* [EXTRAIT DE PAGE]
Plus d'un travailleur sur 5 a déjà été victime de violence ou de harcèlement physique, psychologique ou sexuel au travail. C'est ce que révèle la première étude mondiale menée conjointement par la Lloyd's Register Foundation (LRF), l'Organisation internationale du travail (OIT) et Gallup. Des chiffres qui témoignent d'un phénomène qui persiste, et qui touche particulièrement les salariés (par opposition aux indépendants), les jeunes, les femmes et les étrangers.
Violence et harcèlement au travail : l'enquête mondiale
Dernier phénomène en date, le « quiet firing » (licenciements silencieux) provoque l'inquiétude chez les salariés et les experts du monde du travail. Si la pratique est ancienne (mise au placard), elle prend une nouvelle l'ampleur. On y voit une réponse au « quiet quitting » (démissions silencieuses), notamment vues aux États-Unis. Soucieuses d'être toujours plus productives, des entreprises feraient tout pour pousser à la démission ceux qu'elles jugent les moins productifs. Des pratiques à la limite de la légalité, qui peuvent basculer dans le harcèlement.
En 2021, la LRF (organisation caritative mondiale indépendante) réalise un sondage mondial sur les risques (World Risk Poll). 125 000 personnes réparties dans 121 pays et territoires ont été interrogées. C'est dans ce cadre que sort l'étude menée conjointement par LRF l'OIT, et Gallup (agence spécialisée dans l'analyse et le conseil pour les dirigeants et les organisations).
Une violence endémique
Les chiffres sont révélateurs. Un travailleur sur cinq dit avoir été victime de violence et de harcèlement au travail. Pour plus de la moitié des victimes (58,5%), la violence et le harcèlement se sont reproduits. La violence psychologique est plus répandue (16,5%), comparativement à la violence physique (7,4%) et sexuelle (5,5%). La violence psychologique est justement celle qu'on a le plus de mal à prouver. Insidieuse, elle ne laisse pas toujours de traces. Une absence de preuves matérielles dont se servent certains employeurs pour maintenir leur emprise sur leurs victimes. Ceci est d'autant plus vrai pour les employés étrangers, potentiellement plus vulnérables que les autres. Les expatriés ne sont pas toujours au fait de leurs droits. Ils ne parlent pas toujours la langue du pays d'accueil, et même s'ils la parlent, ils sont loin de maîtriser le jargon juridique. Face à la violence et au harcèlement au travail, ils ne dénoncent pas toujours leur employeur ou leurs supérieurs, de peur d'être mal vu ou de perdre leur emploi. Les hommes qui révèlent avoir été victimes de harcèlement ou de violence au travail sont légèrement plus nombreux que les femmes (21,9 % contre 19,8%). Ces dernières sont cependant surexposées au harcèlement sexuel (32,9% contre 15,4 % pour les hommes).

* [TÂCHE COURTE A] Selon le texte sur la violence au travail, qu'est-ce qui rend les employés étrangers potentiellement plus vulnérables ? Répondez en une à trois phrases.
* [TÂCHE COURTE B] Traduisez en anglais cette phrase de l'extrait de page : « La violence psychologique est justement celle qu'on a le plus de mal à prouver. »
* [TÂCHE COURTE C] Poursuivez le texte sur la violence et le harcèlement au travail à la suite de sa dernière phrase.

[Lignes de pointage d'objets nommés]

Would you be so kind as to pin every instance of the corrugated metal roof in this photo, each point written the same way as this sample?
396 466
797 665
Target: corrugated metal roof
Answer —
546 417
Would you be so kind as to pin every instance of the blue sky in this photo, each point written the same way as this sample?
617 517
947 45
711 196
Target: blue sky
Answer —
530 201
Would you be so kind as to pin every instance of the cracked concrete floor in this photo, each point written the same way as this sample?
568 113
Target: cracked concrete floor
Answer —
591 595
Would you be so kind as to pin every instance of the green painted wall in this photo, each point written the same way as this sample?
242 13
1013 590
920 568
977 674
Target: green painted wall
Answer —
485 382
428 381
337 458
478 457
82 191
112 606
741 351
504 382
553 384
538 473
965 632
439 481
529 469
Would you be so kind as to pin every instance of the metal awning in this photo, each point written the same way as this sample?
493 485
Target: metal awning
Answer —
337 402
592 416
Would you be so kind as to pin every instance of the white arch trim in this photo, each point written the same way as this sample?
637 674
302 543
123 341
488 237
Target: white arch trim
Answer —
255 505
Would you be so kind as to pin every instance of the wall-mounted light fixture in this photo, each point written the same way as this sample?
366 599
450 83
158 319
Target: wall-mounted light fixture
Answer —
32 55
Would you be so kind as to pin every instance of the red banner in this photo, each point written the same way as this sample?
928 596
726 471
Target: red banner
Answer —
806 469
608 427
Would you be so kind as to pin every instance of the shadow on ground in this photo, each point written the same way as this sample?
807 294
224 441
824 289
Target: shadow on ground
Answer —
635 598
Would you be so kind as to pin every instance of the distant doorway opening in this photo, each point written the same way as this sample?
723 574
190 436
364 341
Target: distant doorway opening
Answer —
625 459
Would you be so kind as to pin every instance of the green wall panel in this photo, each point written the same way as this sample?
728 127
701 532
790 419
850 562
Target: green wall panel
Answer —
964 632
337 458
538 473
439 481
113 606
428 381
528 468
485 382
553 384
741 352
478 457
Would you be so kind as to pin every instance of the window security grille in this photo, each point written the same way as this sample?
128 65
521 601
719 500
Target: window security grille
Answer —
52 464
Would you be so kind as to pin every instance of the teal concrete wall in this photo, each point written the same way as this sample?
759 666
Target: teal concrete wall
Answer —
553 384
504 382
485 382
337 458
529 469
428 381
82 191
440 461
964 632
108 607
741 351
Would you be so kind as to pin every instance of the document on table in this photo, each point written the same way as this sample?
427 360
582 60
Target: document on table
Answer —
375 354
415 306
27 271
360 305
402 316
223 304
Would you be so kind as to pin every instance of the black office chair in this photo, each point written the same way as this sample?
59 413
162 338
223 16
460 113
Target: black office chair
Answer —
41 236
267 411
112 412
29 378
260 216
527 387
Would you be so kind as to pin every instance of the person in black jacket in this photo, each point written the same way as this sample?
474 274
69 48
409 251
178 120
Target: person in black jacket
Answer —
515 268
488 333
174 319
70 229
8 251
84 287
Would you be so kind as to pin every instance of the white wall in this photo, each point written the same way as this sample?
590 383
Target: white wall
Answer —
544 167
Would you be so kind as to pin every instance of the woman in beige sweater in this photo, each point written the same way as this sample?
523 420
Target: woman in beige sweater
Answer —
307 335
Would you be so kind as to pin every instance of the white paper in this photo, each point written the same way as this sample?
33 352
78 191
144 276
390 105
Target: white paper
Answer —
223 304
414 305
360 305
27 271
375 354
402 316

* [RÉPONSE ATTENDUE A] Les expatriés ne connaissent pas toujours leurs droits et ne parlent pas toujours la langue du pays d'accueil. Même quand ils la parlent, ils sont loin de maîtriser le jargon juridique. Par peur d'être mal vus ou de perdre leur emploi, ils ne dénoncent pas toujours leur employeur ou leurs supérieurs.

* [RÉPONSE ATTENDUE B] Psychological violence is precisely the kind that is hardest to prove.

* [RÉPONSE ATTENDUE C]
Des disparités selon les régions du monde
Les répondants à l'enquête travaillant en Australie et en Nouvelle-Zélande ont été les plus nombreux à révéler avoir été victime de violence et de harcèlement (52 % de femmes, 44 % d'hommes). Les répondants vivant en Amérique du Nord arrivent en deuxième position (48 % de femmes, 35 % d'hommes). Viennent ensuite les répondants vivant en Afrique de l'Est (30 % de femmes, 22 % d'hommes). Une analyse par pays dévoile que l'Australie, la Finlande, l'Islande, la Nouvelle-Zélande, le Danemark, les États-Unis, la Norvège, le Canada, la Grèce et la Suède enregistrent le plus de témoignages de cas de violence et de harcèlement (entre 49,1 % et 36,9 % - l'Australie a le pourcentage le plus élevé, la Suède, le plus bas). Le Kyrgyzstan, le Liban, la Malaisie, l'Ouzbékistan, l'Arménie, l'Indonésie, la Géorgie, le Kazakhstan, le Pakistan et le Tajikistan enregistrent les plus faibles niveaux de signalements (entre 7,4 % et 3%).
Les chiffres enregistrés dans des États comme la Finlande, que l'on connaît plutôt pour sa bonne qualité de vie, peuvent s'expliquer par la législation très stricte à l'encontre de la violence et du harcèlement au travail. Davantage de cas et situations relèveraient donc de la violence et du harcèlement, ce qui ferait augmenter les niveaux de signalements. De même, les faibles pourcentages du Liban, de la Malaisie ou du Pakistan pourraient s'expliquer par une tolérance vis-à-vis de la violence et du harcèlement.
Les travailleurs nés à l'étranger davantage victimes de violence et de harcèlement au travail
Comme tous les autres individus, les expatriés sont également exposés à la violence et au harcèlement au travail. De par leur statut d'étrangers, ils sont potentiellement plus exposés que d'autres groupes. 44 % des répondants à l'enquête disent avoir subi la violence et le harcèlement en plus de la discrimination subie à cause de leur couleur de peau. Pour 42 % des interviewés, la violence s'est ajoutée à la discrimination relative à la nationalité/au groupe ethnique. Ce sont les deux taux les plus importants, après la discrimination liée au genre (46%).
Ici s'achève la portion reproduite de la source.